** START TEXT EXCERPT **

The loss function of YOLOv7-tiny consists of three components: bounding box regression loss (BBR), confidence loss function, and class loss function. The bounding box regression loss measures the error in the predicted box’s coordinate localization error. The confidence loss reflects the confidence error of the predicted box, while the class loss function captures the prediction box’s error in predicting the target class. Specifically, the class loss function uses binary cross-entropy (BCE) loss, only calculating the classification loss of positive samples. The confidence loss function is also BCE loss, but it measures the confidence loss between the predicted bounding box and the ground truth box using complete intersection over union (CIOU). This loss is calculated for all samples. The bounding box loss function also uses CIOU loss, but it only calculates the position loss of positive samples. The CIOU loss takes into account three important geometric factors: overlap area, the distance between centroid points, and aspect ratio, which makes the bounding box regression more stable. This is shown in Fig. 6. Given the predicted box B and the ground truth box B_gt. The CIOU loss is defined by Eq. (4): (4) ${Loss}_{CIOU} = 1 - IOU + \frac{ρ^{2} (b, b^{g t})}{c^{2}} + α v$

Figure 6: CIOU figurative expression form.

Download full-size image

DOI: 10.7717/peerjcs.1727/fig-6

where $ρ^{2} (b, b^{g t})$ denotes the Euclidean distance between the center point of the prediction box and the center point of the ground truth box, denoted by d in Fig. 6, c denotes the diagonal distance between the ground truth box and the smallest closed rectangle contained in the prediction box. α is defined by Eq. (5) below and ν is defined by Eq. (6) below.

** END TEXT EXCERPT **

### PROMPT:
Reproduce the YOLOv7-tiny loss function text word for word, from "Figure 6: CIOU" to "Eq. (6) below.".

** START STORED RECORDS **

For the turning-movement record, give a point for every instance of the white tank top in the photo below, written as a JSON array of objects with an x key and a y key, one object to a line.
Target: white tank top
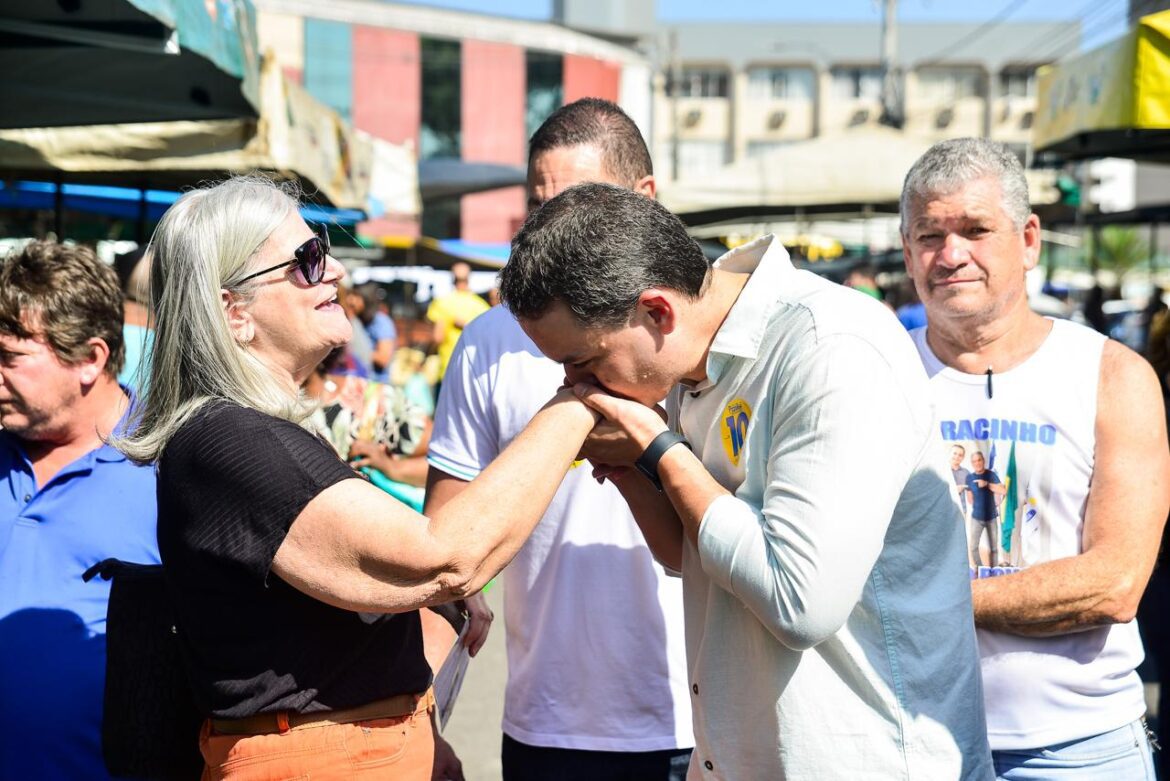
[{"x": 1036, "y": 428}]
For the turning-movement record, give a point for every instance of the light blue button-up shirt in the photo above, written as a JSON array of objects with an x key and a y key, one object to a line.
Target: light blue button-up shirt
[
  {"x": 53, "y": 623},
  {"x": 828, "y": 612}
]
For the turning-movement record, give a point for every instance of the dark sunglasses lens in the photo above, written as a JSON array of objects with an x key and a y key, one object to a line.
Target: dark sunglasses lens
[{"x": 311, "y": 260}]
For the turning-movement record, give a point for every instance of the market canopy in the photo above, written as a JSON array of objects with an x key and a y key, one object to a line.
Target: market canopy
[
  {"x": 1110, "y": 102},
  {"x": 118, "y": 61},
  {"x": 452, "y": 177},
  {"x": 296, "y": 138}
]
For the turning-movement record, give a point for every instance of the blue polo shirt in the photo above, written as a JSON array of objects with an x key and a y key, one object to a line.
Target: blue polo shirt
[{"x": 52, "y": 623}]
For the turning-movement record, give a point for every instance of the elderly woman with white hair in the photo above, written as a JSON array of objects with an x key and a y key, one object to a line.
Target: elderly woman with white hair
[{"x": 295, "y": 583}]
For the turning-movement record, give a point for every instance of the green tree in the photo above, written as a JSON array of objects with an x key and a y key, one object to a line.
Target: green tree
[{"x": 1121, "y": 249}]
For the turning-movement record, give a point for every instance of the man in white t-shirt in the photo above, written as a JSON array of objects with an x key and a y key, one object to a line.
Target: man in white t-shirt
[
  {"x": 597, "y": 679},
  {"x": 824, "y": 588},
  {"x": 1072, "y": 424}
]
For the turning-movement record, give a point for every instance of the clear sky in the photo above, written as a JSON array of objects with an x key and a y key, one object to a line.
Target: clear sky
[{"x": 1102, "y": 20}]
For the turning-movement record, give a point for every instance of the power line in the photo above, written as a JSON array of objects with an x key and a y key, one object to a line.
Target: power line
[{"x": 977, "y": 33}]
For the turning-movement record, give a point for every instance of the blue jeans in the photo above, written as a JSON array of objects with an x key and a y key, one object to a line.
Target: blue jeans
[
  {"x": 1120, "y": 755},
  {"x": 524, "y": 762}
]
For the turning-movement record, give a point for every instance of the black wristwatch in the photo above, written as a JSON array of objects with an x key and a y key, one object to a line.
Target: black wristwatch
[{"x": 647, "y": 462}]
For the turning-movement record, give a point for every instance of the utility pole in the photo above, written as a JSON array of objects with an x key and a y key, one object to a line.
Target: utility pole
[
  {"x": 673, "y": 84},
  {"x": 890, "y": 102}
]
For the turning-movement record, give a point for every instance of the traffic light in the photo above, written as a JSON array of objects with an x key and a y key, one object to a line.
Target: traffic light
[{"x": 1069, "y": 191}]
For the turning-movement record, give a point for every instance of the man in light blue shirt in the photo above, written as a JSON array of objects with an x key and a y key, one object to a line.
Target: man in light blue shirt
[
  {"x": 824, "y": 588},
  {"x": 67, "y": 500}
]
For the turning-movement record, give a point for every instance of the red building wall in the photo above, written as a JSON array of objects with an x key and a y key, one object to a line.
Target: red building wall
[
  {"x": 387, "y": 101},
  {"x": 589, "y": 77},
  {"x": 493, "y": 124}
]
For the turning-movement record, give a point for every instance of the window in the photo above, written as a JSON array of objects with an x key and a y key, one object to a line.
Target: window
[
  {"x": 697, "y": 158},
  {"x": 949, "y": 84},
  {"x": 544, "y": 88},
  {"x": 701, "y": 82},
  {"x": 440, "y": 133},
  {"x": 759, "y": 149},
  {"x": 1017, "y": 82},
  {"x": 851, "y": 82},
  {"x": 780, "y": 83}
]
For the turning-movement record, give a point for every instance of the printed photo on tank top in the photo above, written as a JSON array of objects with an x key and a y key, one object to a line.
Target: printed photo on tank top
[
  {"x": 1019, "y": 450},
  {"x": 1003, "y": 481}
]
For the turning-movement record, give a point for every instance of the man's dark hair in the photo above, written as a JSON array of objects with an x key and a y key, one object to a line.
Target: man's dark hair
[
  {"x": 64, "y": 295},
  {"x": 597, "y": 248},
  {"x": 601, "y": 124}
]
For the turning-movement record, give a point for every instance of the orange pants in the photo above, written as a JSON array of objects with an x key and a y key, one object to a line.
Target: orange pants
[{"x": 400, "y": 747}]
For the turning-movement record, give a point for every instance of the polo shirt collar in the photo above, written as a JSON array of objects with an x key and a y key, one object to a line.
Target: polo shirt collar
[{"x": 742, "y": 332}]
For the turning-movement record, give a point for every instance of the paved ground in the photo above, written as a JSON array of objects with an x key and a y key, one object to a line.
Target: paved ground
[{"x": 474, "y": 726}]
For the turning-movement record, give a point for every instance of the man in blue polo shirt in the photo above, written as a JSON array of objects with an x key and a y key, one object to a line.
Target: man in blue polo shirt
[{"x": 67, "y": 500}]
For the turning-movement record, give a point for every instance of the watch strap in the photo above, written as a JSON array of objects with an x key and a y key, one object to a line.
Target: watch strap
[{"x": 647, "y": 463}]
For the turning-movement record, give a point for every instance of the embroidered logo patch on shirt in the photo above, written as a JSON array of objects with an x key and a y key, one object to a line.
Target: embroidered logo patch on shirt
[{"x": 734, "y": 428}]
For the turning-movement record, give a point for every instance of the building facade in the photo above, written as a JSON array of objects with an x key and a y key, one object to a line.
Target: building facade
[
  {"x": 452, "y": 84},
  {"x": 734, "y": 91}
]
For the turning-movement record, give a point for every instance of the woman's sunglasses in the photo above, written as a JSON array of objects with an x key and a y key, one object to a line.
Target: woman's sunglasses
[{"x": 310, "y": 260}]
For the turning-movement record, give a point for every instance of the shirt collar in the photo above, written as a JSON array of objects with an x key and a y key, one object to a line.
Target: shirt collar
[{"x": 742, "y": 332}]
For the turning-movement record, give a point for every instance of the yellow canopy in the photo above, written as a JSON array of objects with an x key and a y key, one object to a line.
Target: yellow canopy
[{"x": 1112, "y": 101}]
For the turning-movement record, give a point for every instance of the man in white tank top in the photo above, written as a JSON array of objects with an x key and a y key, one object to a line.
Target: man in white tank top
[{"x": 1073, "y": 426}]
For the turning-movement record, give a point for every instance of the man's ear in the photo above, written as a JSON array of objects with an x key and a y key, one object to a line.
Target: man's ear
[
  {"x": 1032, "y": 239},
  {"x": 660, "y": 309},
  {"x": 90, "y": 367},
  {"x": 239, "y": 320},
  {"x": 646, "y": 186}
]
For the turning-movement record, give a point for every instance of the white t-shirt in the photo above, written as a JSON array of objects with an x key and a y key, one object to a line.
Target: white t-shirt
[
  {"x": 1037, "y": 430},
  {"x": 596, "y": 656},
  {"x": 828, "y": 627}
]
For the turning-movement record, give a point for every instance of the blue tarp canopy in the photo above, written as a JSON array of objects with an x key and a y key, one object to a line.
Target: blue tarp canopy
[
  {"x": 128, "y": 202},
  {"x": 126, "y": 61}
]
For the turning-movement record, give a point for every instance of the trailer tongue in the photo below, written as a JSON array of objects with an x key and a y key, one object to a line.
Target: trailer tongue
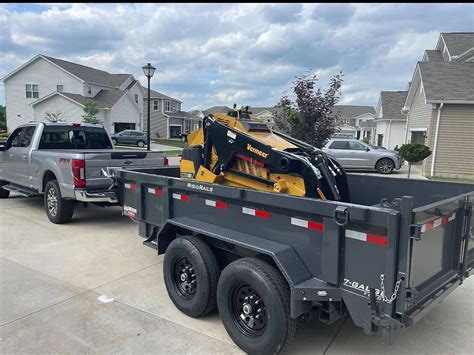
[{"x": 264, "y": 259}]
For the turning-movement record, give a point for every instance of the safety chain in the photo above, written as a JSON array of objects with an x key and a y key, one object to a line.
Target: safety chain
[{"x": 382, "y": 290}]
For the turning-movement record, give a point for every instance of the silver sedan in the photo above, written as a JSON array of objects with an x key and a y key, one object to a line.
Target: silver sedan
[{"x": 357, "y": 155}]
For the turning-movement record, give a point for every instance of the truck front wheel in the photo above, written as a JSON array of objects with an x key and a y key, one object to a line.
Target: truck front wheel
[
  {"x": 191, "y": 272},
  {"x": 254, "y": 304},
  {"x": 58, "y": 209}
]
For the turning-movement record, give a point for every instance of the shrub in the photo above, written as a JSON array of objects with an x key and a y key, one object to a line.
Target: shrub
[{"x": 414, "y": 153}]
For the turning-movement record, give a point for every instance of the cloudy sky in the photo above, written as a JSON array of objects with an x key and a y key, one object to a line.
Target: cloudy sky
[{"x": 218, "y": 54}]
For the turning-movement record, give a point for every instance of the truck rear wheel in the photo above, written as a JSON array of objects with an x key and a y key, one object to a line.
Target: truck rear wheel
[
  {"x": 191, "y": 272},
  {"x": 254, "y": 304},
  {"x": 4, "y": 193},
  {"x": 58, "y": 209}
]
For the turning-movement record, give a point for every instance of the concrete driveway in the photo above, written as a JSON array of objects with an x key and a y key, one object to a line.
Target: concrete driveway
[{"x": 92, "y": 287}]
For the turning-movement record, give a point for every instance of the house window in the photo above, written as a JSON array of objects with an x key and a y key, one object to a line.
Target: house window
[{"x": 32, "y": 91}]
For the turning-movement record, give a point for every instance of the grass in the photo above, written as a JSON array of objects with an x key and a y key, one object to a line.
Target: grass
[
  {"x": 171, "y": 142},
  {"x": 442, "y": 178}
]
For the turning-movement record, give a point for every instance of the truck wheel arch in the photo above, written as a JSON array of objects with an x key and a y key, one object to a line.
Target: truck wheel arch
[{"x": 47, "y": 176}]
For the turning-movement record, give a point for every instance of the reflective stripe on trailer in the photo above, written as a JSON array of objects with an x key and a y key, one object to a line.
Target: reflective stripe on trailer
[
  {"x": 216, "y": 204},
  {"x": 367, "y": 237},
  {"x": 156, "y": 191},
  {"x": 130, "y": 186},
  {"x": 437, "y": 222},
  {"x": 256, "y": 213},
  {"x": 318, "y": 226},
  {"x": 181, "y": 197}
]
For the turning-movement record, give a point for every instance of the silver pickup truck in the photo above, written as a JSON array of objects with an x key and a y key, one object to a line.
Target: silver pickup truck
[{"x": 68, "y": 162}]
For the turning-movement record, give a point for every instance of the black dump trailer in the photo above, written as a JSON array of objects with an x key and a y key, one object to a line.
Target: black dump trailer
[{"x": 266, "y": 259}]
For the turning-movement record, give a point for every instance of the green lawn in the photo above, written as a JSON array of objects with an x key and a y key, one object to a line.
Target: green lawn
[
  {"x": 462, "y": 180},
  {"x": 171, "y": 142}
]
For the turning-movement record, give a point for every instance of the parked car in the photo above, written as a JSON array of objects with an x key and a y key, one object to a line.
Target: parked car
[
  {"x": 66, "y": 162},
  {"x": 130, "y": 137},
  {"x": 356, "y": 155}
]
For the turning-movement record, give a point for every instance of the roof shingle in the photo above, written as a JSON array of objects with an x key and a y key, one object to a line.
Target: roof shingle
[{"x": 90, "y": 75}]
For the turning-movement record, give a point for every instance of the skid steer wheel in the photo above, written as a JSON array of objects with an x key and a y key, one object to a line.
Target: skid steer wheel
[
  {"x": 58, "y": 209},
  {"x": 191, "y": 272},
  {"x": 385, "y": 166},
  {"x": 4, "y": 193},
  {"x": 254, "y": 304}
]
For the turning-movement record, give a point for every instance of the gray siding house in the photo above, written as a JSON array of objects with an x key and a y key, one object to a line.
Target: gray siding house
[
  {"x": 440, "y": 106},
  {"x": 389, "y": 120},
  {"x": 50, "y": 85},
  {"x": 166, "y": 118}
]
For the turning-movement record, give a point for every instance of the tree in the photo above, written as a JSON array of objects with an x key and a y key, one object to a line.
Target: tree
[
  {"x": 309, "y": 116},
  {"x": 414, "y": 153},
  {"x": 90, "y": 112},
  {"x": 57, "y": 116}
]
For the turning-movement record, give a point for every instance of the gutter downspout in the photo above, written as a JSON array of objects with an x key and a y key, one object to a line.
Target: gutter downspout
[{"x": 435, "y": 146}]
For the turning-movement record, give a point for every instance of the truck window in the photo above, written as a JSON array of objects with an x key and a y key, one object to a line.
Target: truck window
[
  {"x": 66, "y": 137},
  {"x": 27, "y": 136},
  {"x": 15, "y": 137}
]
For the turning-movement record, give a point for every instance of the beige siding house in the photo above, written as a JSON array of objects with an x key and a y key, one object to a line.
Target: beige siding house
[{"x": 440, "y": 106}]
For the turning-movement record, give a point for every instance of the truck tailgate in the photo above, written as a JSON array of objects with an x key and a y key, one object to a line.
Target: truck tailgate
[{"x": 98, "y": 162}]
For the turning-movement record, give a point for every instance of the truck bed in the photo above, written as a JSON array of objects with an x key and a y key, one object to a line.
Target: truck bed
[{"x": 386, "y": 258}]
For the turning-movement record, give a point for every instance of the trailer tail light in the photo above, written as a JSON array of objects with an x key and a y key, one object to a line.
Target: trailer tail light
[{"x": 79, "y": 172}]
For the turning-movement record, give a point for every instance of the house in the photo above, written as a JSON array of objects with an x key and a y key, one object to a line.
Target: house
[
  {"x": 166, "y": 118},
  {"x": 50, "y": 85},
  {"x": 389, "y": 121},
  {"x": 354, "y": 121},
  {"x": 440, "y": 106}
]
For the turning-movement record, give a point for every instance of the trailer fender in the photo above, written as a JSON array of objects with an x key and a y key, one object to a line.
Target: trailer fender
[{"x": 284, "y": 256}]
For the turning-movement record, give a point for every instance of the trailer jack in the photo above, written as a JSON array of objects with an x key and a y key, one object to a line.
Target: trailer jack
[{"x": 387, "y": 325}]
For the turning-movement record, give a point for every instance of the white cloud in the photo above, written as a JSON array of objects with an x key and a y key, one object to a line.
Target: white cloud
[{"x": 208, "y": 54}]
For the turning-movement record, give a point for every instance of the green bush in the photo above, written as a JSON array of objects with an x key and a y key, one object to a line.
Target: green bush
[{"x": 414, "y": 152}]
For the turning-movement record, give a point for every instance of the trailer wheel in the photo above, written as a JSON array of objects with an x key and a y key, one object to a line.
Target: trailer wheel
[
  {"x": 58, "y": 209},
  {"x": 254, "y": 304},
  {"x": 191, "y": 272}
]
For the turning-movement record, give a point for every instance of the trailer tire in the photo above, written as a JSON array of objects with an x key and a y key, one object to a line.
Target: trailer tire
[
  {"x": 58, "y": 209},
  {"x": 261, "y": 324},
  {"x": 4, "y": 193},
  {"x": 190, "y": 261}
]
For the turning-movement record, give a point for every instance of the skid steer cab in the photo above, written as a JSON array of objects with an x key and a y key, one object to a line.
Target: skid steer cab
[{"x": 234, "y": 150}]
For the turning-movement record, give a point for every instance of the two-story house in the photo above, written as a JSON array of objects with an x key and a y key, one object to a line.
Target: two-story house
[
  {"x": 389, "y": 120},
  {"x": 440, "y": 106},
  {"x": 166, "y": 118},
  {"x": 354, "y": 121},
  {"x": 49, "y": 85}
]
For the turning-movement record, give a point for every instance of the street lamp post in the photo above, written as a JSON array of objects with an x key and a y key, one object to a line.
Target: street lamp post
[{"x": 148, "y": 70}]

** END STORED RECORDS **

### SOLUTION TO THIS EXERCISE:
Figure 6: CIOU figurative expression form.

Download full-size image

DOI: 10.7717/peerjcs.1727/fig-6

where $ρ^{2} (b, b^{g t})$ denotes the Euclidean distance between the center point of the prediction box and the center point of the ground truth box, denoted by d in Fig. 6, c denotes the diagonal distance between the ground truth box and the smallest closed rectangle contained in the prediction box. α is defined by Eq. (5) below and ν is defined by Eq. (6) below.